» Task directions
Rewrite every line of the entries below as a Markdown table with the columns "Row" and "Line", numbering the rows and skipping blank lines. Leave the pictures out of the table.

[Recorded data]
— start —

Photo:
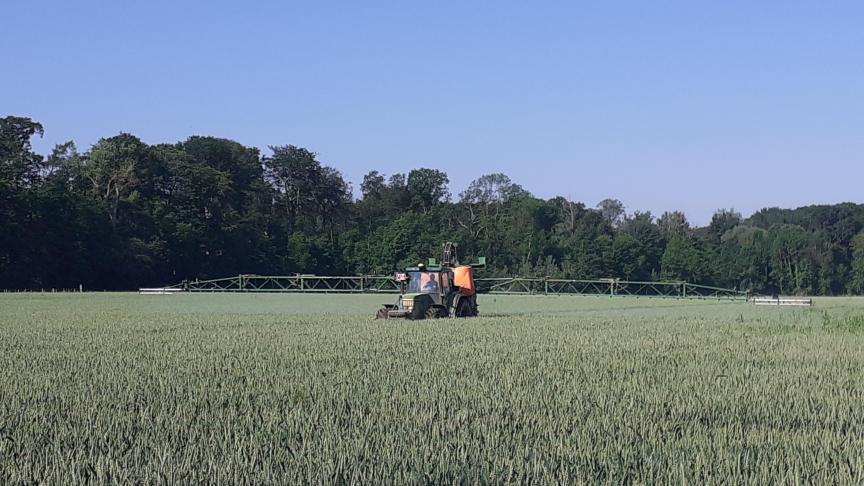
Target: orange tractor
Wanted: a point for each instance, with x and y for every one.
(434, 290)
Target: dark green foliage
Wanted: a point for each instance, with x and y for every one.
(126, 214)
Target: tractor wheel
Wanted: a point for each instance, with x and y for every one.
(464, 309)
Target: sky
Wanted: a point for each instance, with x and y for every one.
(665, 105)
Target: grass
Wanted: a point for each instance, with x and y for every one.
(309, 388)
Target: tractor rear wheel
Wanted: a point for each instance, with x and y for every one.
(435, 312)
(464, 309)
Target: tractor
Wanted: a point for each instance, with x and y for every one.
(434, 290)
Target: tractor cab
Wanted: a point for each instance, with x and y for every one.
(435, 290)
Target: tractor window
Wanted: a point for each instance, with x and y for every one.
(423, 282)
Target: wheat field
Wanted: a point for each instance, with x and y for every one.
(229, 389)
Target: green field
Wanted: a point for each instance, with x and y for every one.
(310, 388)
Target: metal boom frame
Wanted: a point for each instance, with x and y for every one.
(506, 285)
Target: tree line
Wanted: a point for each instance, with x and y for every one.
(125, 214)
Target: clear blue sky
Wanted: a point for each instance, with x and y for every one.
(663, 104)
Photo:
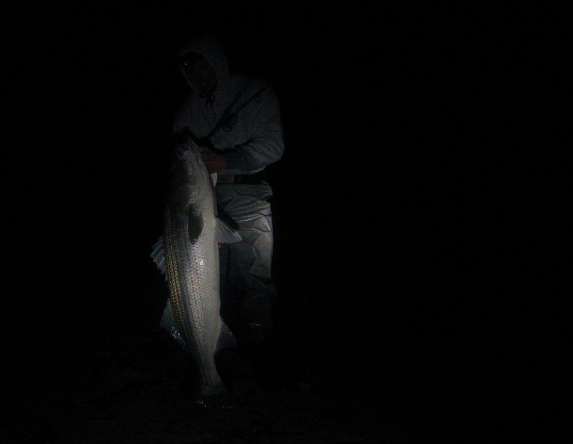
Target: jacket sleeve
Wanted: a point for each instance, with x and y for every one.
(265, 137)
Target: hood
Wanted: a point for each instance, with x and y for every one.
(209, 48)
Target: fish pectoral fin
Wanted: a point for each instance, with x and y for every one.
(158, 256)
(224, 234)
(226, 338)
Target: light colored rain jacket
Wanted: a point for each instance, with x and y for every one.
(254, 140)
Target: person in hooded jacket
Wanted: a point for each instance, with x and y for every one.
(238, 151)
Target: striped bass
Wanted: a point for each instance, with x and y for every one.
(189, 256)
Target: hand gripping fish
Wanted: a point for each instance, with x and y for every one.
(188, 255)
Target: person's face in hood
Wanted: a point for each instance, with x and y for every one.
(202, 74)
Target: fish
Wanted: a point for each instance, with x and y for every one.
(188, 254)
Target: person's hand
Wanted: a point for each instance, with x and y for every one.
(214, 162)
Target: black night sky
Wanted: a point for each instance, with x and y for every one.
(413, 209)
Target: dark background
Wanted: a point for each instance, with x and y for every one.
(413, 207)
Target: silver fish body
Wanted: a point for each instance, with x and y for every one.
(188, 254)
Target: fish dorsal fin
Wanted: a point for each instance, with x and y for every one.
(224, 234)
(158, 256)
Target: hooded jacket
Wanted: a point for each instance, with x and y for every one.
(254, 138)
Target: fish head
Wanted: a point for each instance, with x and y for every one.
(189, 180)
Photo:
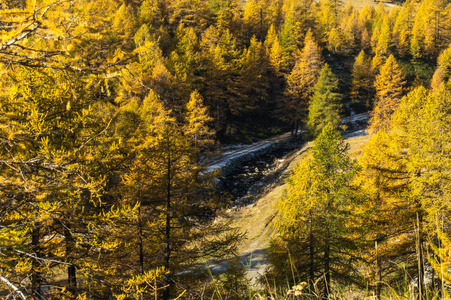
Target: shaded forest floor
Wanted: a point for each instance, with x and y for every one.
(256, 220)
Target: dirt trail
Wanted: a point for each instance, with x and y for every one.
(256, 220)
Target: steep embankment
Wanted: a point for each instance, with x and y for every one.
(255, 220)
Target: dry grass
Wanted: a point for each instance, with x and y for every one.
(255, 221)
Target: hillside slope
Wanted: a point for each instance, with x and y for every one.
(256, 220)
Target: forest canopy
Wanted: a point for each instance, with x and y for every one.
(107, 107)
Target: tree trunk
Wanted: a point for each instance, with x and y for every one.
(378, 274)
(167, 252)
(71, 270)
(327, 265)
(421, 290)
(312, 262)
(35, 272)
(141, 246)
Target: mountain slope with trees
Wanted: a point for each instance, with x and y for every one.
(108, 107)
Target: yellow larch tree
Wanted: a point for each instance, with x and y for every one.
(389, 86)
(301, 81)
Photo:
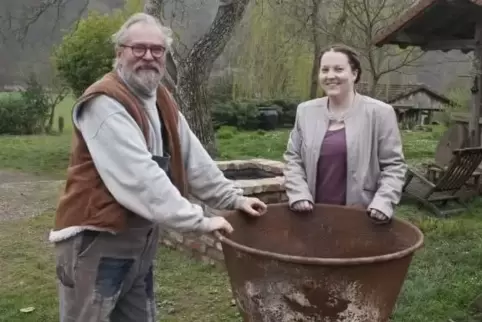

— end —

» Output of the task
| Row | Line |
|---|---|
| 1 | Photo: |
| 2 | Target: orange tractor |
| 3 | Wanted: a point for each instance, with x and y for every one. |
| 4 | (434, 290) |
| 5 | Target: dark green foliage |
| 6 | Wanted: a point for each instance, with x and y for every one. |
| 7 | (126, 214) |
| 8 | Target: tractor wheel |
| 9 | Wanted: a point for each instance, with x and y for every one. |
| 10 | (464, 309) |
| 11 | Target: sky |
| 12 | Wanted: a point for each instance, with x and y for every one. |
| 13 | (665, 105) |
| 14 | Target: grass |
| 15 | Wanted: a point for each instance, with x and y for every one. |
| 16 | (309, 388) |
| 17 | Target: tractor rear wheel |
| 18 | Wanted: a point for each instance, with x and y for every one. |
| 19 | (435, 312) |
| 20 | (464, 309) |
| 21 | Target: tractor |
| 22 | Wanted: a point for each instance, with x and y for every one. |
| 23 | (434, 290) |
| 24 | Target: tractor cab |
| 25 | Wanted: a point for each instance, with x and y for every one. |
| 26 | (435, 290) |
| 27 | Target: tractor window |
| 28 | Wanted: a point for each instance, with x and y for every one. |
| 29 | (423, 282) |
| 30 | Target: wheat field |
| 31 | Wanted: a point for each instance, with x and y for every one. |
| 32 | (229, 389) |
| 33 | Target: green field |
| 34 | Wanted: a point for each instance, with x and y for every one. |
| 35 | (310, 388) |
| 36 | Target: metal boom frame |
| 37 | Wanted: a point for each instance, with x and y for every one. |
| 38 | (506, 285) |
| 39 | Target: tree line |
| 40 | Wanted: a point for each instance, with x and y for every one. |
| 41 | (125, 214) |
| 42 | Target: clear blue sky |
| 43 | Wanted: a point for each instance, with x and y for every one. |
| 44 | (663, 104) |
| 45 | Photo: |
| 46 | Target: jacket sleeve |
| 47 | Wanted: a point for each instance, with x and y for every one. |
| 48 | (265, 137) |
| 49 | Target: hood |
| 50 | Wanted: a point for each instance, with x and y for every one. |
| 51 | (209, 48) |
| 52 | Target: fish pectoral fin |
| 53 | Wanted: a point for each instance, with x and y for every one. |
| 54 | (158, 256) |
| 55 | (224, 234) |
| 56 | (226, 338) |
| 57 | Target: light colored rain jacket |
| 58 | Wanted: a point for each instance, with x and y for every one. |
| 59 | (254, 140) |
| 60 | Target: person in hooded jacket |
| 61 | Wanted: a point for each instance, with x and y for every one. |
| 62 | (238, 151) |
| 63 | Target: striped bass |
| 64 | Wanted: a point for each instance, with x and y for every one. |
| 65 | (189, 256) |
| 66 | Target: hand gripping fish |
| 67 | Wanted: a point for each instance, with x and y for every one. |
| 68 | (188, 255) |
| 69 | Target: person's face in hood |
| 70 | Wanted: a point for each instance, with x and y for every one. |
| 71 | (202, 74) |
| 72 | Target: fish |
| 73 | Wanted: a point for each instance, with x and y for every one. |
| 74 | (188, 254) |
| 75 | Target: person's hand |
| 76 | Wanted: a point for each instance, with x and y for every one. |
| 77 | (214, 162) |
| 78 | Target: black night sky |
| 79 | Wanted: a point for each instance, with x and y for every one. |
| 80 | (413, 209) |
| 81 | Target: dark background |
| 82 | Wanted: a point for each instance, with x and y for every one. |
| 83 | (413, 207) |
| 84 | Target: silver fish body |
| 85 | Wanted: a point for each instance, with x and y for every one. |
| 86 | (188, 254) |
| 87 | Target: fish dorsal fin |
| 88 | Wanted: a point for each instance, with x and y for every one. |
| 89 | (224, 234) |
| 90 | (158, 256) |
| 91 | Target: hooded jacket |
| 92 | Wanted: a point for each instance, with x and y for every one. |
| 93 | (254, 138) |
| 94 | Target: fish head |
| 95 | Wanted: a point for each instance, with x and y for every one. |
| 96 | (189, 180) |
| 97 | Photo: |
| 98 | Target: shaded forest floor |
| 99 | Wanted: a point for each instance, with x and y for every one. |
| 100 | (256, 220) |
| 101 | Target: dirt trail |
| 102 | Wanted: a point for each instance, with x and y for every one. |
| 103 | (256, 220) |
| 104 | Target: steep embankment |
| 105 | Wanted: a point for each instance, with x and y for every one. |
| 106 | (255, 220) |
| 107 | Target: dry grass |
| 108 | Wanted: a point for each instance, with x and y for every one. |
| 109 | (255, 221) |
| 110 | Target: hillside slope |
| 111 | Wanted: a point for each instance, with x and y for every one. |
| 112 | (256, 220) |
| 113 | Target: forest canopy |
| 114 | Wanted: a point for each instance, with x and y for every one. |
| 115 | (107, 107) |
| 116 | Target: tree trunk |
| 117 | Wanted: a point for each instance, with x and y for every one. |
| 118 | (378, 274) |
| 119 | (167, 252) |
| 120 | (71, 270) |
| 121 | (327, 265) |
| 122 | (421, 290) |
| 123 | (312, 262) |
| 124 | (35, 272) |
| 125 | (141, 246) |
| 126 | Target: mountain slope with trees |
| 127 | Wanted: a point for each instance, with x and y for every one. |
| 128 | (108, 107) |
| 129 | Target: yellow larch tree |
| 130 | Wanted: a point for each instance, with x and y for every one. |
| 131 | (389, 86) |
| 132 | (301, 81) |
| 133 | Photo: |